Rewrite the data below as a numbered list, starting with the line that contains "Could you point out the sedimentary" and going on through the end of the data. Leave out blank lines and include nothing before that starting line.
[START OF Data shown]
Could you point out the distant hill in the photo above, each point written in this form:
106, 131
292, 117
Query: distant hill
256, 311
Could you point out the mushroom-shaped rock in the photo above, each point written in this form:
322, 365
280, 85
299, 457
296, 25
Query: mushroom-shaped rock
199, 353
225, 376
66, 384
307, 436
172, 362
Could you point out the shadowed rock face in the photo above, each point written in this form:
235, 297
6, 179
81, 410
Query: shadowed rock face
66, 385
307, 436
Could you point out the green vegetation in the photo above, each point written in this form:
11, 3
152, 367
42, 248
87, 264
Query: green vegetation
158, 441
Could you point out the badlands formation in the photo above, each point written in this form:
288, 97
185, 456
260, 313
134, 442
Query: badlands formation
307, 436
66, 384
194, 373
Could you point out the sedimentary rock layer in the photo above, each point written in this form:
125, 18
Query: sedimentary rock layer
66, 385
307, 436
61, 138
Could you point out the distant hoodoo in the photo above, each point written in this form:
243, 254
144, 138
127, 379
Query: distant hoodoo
[END OF Data shown]
The reply:
1. Could you point out the sedimentary rock layer in the photo above, each point written in this form:
2. 125, 18
3. Query: sedimentary rock layer
4. 66, 385
5. 307, 436
6. 61, 138
7. Could you point out the distant hoodoo in the photo above, each point written in this form:
8. 243, 254
9. 144, 138
10. 127, 379
11. Query: distant hoodoo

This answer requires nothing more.